WHAT YOU WILL DO. Copy every line of the items below word for word, leaving out the pictures.

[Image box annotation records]
====

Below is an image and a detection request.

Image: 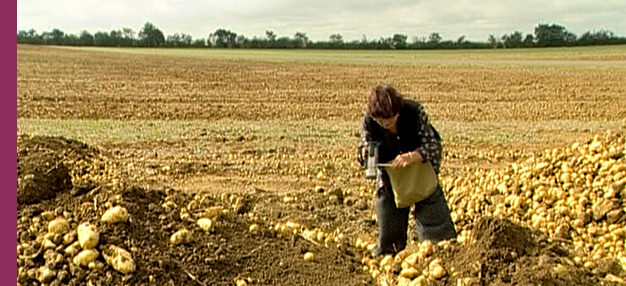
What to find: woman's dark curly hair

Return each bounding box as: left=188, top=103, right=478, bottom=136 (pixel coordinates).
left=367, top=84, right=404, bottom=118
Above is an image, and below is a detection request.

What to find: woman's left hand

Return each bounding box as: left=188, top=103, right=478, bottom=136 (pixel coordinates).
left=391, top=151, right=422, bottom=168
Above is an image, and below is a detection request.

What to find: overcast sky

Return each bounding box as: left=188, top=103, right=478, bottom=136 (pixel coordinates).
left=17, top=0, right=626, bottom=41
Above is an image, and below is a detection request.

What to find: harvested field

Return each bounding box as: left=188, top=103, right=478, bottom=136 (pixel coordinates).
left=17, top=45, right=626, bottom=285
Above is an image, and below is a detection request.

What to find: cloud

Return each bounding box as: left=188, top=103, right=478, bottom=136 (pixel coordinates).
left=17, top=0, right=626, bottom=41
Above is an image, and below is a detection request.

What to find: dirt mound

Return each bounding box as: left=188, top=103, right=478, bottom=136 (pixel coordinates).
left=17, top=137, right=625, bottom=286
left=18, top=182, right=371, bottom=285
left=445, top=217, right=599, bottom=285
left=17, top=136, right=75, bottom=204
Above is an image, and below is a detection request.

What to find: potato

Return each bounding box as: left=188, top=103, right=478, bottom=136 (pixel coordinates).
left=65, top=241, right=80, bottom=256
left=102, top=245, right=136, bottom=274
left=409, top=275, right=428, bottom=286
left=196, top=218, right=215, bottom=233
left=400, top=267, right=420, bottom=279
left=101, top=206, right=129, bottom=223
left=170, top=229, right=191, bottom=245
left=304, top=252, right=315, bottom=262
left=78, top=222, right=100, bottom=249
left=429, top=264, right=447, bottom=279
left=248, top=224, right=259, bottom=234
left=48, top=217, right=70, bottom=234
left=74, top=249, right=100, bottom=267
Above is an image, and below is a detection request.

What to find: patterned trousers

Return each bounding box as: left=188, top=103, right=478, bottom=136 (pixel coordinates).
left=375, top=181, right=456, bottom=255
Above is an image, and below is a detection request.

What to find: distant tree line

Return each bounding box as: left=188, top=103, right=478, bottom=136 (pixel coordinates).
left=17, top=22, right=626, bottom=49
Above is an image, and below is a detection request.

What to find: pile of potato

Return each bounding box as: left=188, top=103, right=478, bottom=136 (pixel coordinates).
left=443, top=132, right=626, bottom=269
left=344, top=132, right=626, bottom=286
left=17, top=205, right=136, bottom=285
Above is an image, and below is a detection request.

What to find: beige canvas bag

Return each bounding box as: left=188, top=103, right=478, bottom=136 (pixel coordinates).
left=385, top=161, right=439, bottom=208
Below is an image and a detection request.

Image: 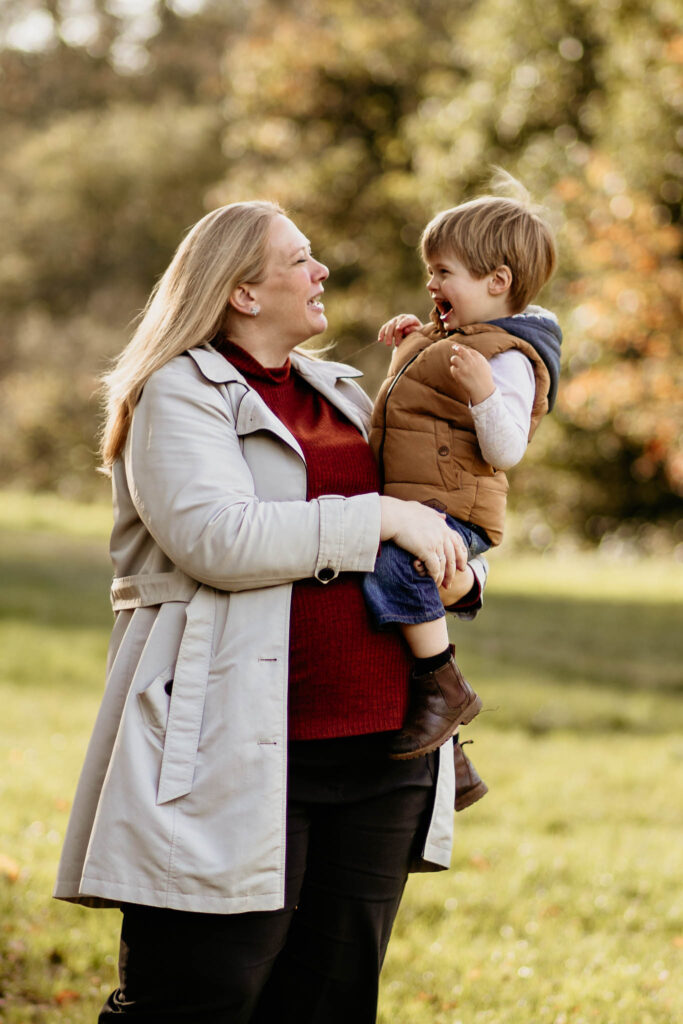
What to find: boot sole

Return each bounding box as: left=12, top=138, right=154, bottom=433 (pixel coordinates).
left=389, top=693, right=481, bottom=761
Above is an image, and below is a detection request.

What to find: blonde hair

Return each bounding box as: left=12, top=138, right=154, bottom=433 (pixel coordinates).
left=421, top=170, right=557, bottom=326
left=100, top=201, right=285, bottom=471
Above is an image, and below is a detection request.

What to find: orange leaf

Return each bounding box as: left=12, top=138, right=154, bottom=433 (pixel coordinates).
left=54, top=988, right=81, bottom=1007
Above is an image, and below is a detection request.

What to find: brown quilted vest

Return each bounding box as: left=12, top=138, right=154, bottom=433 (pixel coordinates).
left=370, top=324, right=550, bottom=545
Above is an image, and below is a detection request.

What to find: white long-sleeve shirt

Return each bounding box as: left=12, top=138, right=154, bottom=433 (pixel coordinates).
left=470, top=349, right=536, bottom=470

====

EXERCISE ANSWER.
Below is an image and a detection request.

Image: 
What to find: woman's dark curly hair

Return each bounding box as: left=188, top=103, right=478, bottom=136 (pixel coordinates).
left=367, top=84, right=404, bottom=118
Above is an image, and below is a detection request.

What to find: woman's left hand

Return each bounding box as: left=188, top=103, right=478, bottom=136 (pixel coordinates).
left=391, top=151, right=422, bottom=168
Above is an image, and below is a detection request.

What to find: overcast sky

Return each bounding box as: left=188, top=103, right=478, bottom=136 (pixel coordinates).
left=17, top=0, right=626, bottom=41
Above is an image, and below is a detection request.

What to find: harvested field

Return each bounding box as: left=188, top=103, right=478, bottom=136 (pixel coordinates).
left=17, top=45, right=626, bottom=285
Above is an image, and below is a detection request.

What to find: cloud

Return each bounding box as: left=188, top=103, right=478, bottom=136 (pixel coordinates).
left=17, top=0, right=626, bottom=41
Above is an image, and below is a detection request.

What to find: dirt mound

Return each bounding box as: left=188, top=103, right=478, bottom=136 (pixel coordinates).
left=17, top=137, right=625, bottom=286
left=18, top=182, right=371, bottom=285
left=445, top=217, right=599, bottom=285
left=17, top=136, right=75, bottom=204
Above is an image, and below is a detection request.

What to find: potato

Return each bounding box as: left=188, top=103, right=478, bottom=136 (pixel coordinates).
left=65, top=241, right=80, bottom=256
left=102, top=245, right=136, bottom=274
left=409, top=275, right=428, bottom=286
left=196, top=218, right=215, bottom=233
left=400, top=267, right=420, bottom=279
left=101, top=206, right=129, bottom=223
left=170, top=229, right=191, bottom=245
left=304, top=252, right=315, bottom=262
left=78, top=222, right=100, bottom=249
left=429, top=264, right=447, bottom=279
left=248, top=224, right=259, bottom=234
left=48, top=217, right=70, bottom=234
left=74, top=249, right=100, bottom=267
Above is an image, and below is a detection request.

What to find: patterned trousers

Return each bounding box as: left=188, top=103, right=478, bottom=136 (pixel coordinates).
left=375, top=181, right=456, bottom=255
Above is an image, and below is a detection request.

What to find: distant tree line

Return each bounding box as: left=188, top=103, right=478, bottom=136 (pixel coordinates).
left=17, top=22, right=626, bottom=49
Above is an image, and below is a detection request.

What to find: pile of potato

Return each bounding box as: left=188, top=103, right=478, bottom=136 (pixel coordinates).
left=443, top=132, right=626, bottom=269
left=344, top=132, right=626, bottom=286
left=17, top=205, right=136, bottom=285
Above is an image, and below is a detection request.

What to find: beige canvas bag

Return each bounding box as: left=188, top=103, right=478, bottom=136 (pixel coordinates).
left=385, top=161, right=439, bottom=208
Below is an image and a detection request.

Image: 
What to find: boot sole

Return each bounding box as: left=12, top=138, right=154, bottom=433 (pixel coordinates).
left=389, top=693, right=481, bottom=761
Above is an image, and below is a detection request.

What to find: blonde hair

Return each bounding box as: left=12, top=138, right=154, bottom=433 (pixel coordinates).
left=421, top=170, right=557, bottom=326
left=100, top=201, right=285, bottom=471
Above is an image, and below is a detection request.

What to find: orange leaf

Return each bounding box as: left=12, top=138, right=154, bottom=433 (pixel coordinates).
left=54, top=988, right=81, bottom=1007
Above is an image, and below is a detection request.

What to find: brown quilted vest

Return each bounding box as: left=12, top=138, right=154, bottom=433 (pixel coordinates).
left=370, top=324, right=550, bottom=545
Above is an image, and below is a detection request.

What to find: white long-sleeve shirt

Return each bounding box as: left=12, top=138, right=154, bottom=433 (pixel coordinates).
left=470, top=349, right=536, bottom=470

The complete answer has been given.